▶ PROBLEM TO WORK ON
Start at the first record below and retype through the last, exactly.

[[ DATASET RECORDS open ]]

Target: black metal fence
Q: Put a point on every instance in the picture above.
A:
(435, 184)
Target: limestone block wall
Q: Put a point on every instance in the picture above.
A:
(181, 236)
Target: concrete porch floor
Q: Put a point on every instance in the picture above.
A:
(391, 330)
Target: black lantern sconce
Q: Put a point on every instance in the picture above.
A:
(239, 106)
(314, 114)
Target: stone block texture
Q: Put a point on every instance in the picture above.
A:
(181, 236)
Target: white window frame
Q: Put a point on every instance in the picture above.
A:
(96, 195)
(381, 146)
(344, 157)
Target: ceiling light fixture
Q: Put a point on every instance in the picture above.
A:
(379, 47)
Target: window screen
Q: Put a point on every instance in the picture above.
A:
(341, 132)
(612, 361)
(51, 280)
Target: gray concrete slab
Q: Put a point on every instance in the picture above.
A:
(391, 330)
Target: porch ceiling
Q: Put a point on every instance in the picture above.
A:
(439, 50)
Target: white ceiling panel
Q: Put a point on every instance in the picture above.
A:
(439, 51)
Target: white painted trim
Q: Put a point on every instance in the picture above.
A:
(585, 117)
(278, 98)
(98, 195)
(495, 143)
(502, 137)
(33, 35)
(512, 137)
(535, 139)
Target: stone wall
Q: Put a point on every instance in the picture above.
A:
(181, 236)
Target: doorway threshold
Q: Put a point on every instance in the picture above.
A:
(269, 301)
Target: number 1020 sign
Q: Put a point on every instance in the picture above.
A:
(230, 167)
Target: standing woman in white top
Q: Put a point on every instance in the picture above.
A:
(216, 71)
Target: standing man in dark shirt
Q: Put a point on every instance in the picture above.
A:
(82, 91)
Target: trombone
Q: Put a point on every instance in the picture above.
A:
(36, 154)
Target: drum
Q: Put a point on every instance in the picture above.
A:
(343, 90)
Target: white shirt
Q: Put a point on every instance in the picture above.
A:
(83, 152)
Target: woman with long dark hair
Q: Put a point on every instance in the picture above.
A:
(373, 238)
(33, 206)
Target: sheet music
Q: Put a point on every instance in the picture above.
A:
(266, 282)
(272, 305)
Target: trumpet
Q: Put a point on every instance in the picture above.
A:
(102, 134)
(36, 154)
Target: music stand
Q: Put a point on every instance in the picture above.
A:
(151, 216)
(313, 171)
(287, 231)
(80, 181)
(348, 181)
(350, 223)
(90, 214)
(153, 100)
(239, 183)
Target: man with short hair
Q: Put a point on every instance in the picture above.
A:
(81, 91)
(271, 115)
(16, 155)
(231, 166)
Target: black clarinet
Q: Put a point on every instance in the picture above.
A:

[[ DATASET RECORDS closed ]]

▶ RESULT OF THE TASK
Target: black metal fence
Q: Put a point on every instance in the picture above.
A:
(435, 184)
Target: limestone block wall
Q: Put a point on every instance in the picture above.
A:
(181, 236)
Target: concrete porch floor
Q: Put a point on every instance in the picture above.
A:
(391, 330)
Target: black lantern sconce
Q: Put a point on every instance in the picture above.
A:
(239, 106)
(314, 114)
Target: stone block texture
Q: Put a point on every instance in the picture above.
A:
(181, 236)
Target: white window frame
Q: Put a point on every instance in the picture above.
A:
(96, 195)
(381, 146)
(344, 157)
Target: ceiling light fixture
Q: Put a point on every instance in the picture above.
A:
(379, 47)
Target: window screen
Q: Put a point on every instance in the picture above.
A:
(341, 132)
(612, 361)
(51, 280)
Target: gray concrete slab
Q: Put a point on every instance in the picture above.
A:
(391, 330)
Target: porch ceiling
Q: Put a point on every instance in the picture above.
A:
(439, 50)
Target: white ceiling panel
Q: Put a point on every instance in the picture above.
A:
(439, 51)
Target: white painted trim
Q: Put a point on every instance in the picture above.
A:
(585, 117)
(278, 98)
(98, 195)
(495, 143)
(502, 137)
(33, 35)
(512, 137)
(535, 139)
Target: stone wall
Q: Put a point on every instance in the picture above.
A:
(181, 236)
Target: doorway threshold
Q: Put a point on every instance in the picture above.
A:
(269, 301)
Target: number 1020 sign
Q: Put a point on every instance in the picture above.
A:
(230, 167)
Target: standing woman in white top
Q: Put a point on every instance in the picture above.
A:
(216, 71)
Target: standing man in dark shirt
Q: Put a point on every instance in the picture above.
A:
(82, 91)
Target: trombone
Q: Put a point on every instance in the picture above.
A:
(36, 154)
Target: drum
Q: Put a point on every instance in the picture above.
A:
(343, 90)
Target: white shirt
Q: Put a point on every instance in the picture above.
A:
(83, 152)
Target: woman with long dark hair
Q: Put a point on every instance in the picture above.
A:
(373, 238)
(33, 206)
Target: sheet music
Q: Put a point on every instance in the picture above.
A:
(266, 282)
(272, 305)
Target: trumpet
Q: Put a point on every instance in the picture above.
A:
(102, 134)
(36, 154)
Target: music stand
Q: Put a point on every instance in the picture above.
A:
(151, 216)
(313, 171)
(287, 231)
(80, 181)
(348, 181)
(350, 223)
(90, 214)
(153, 100)
(239, 183)
Target: man with short hair
Q: Put a point on every instance in the picture above.
A:
(81, 91)
(271, 115)
(16, 155)
(231, 166)
Target: black clarinet
Q: Put a point on every instance in the picture above.
A:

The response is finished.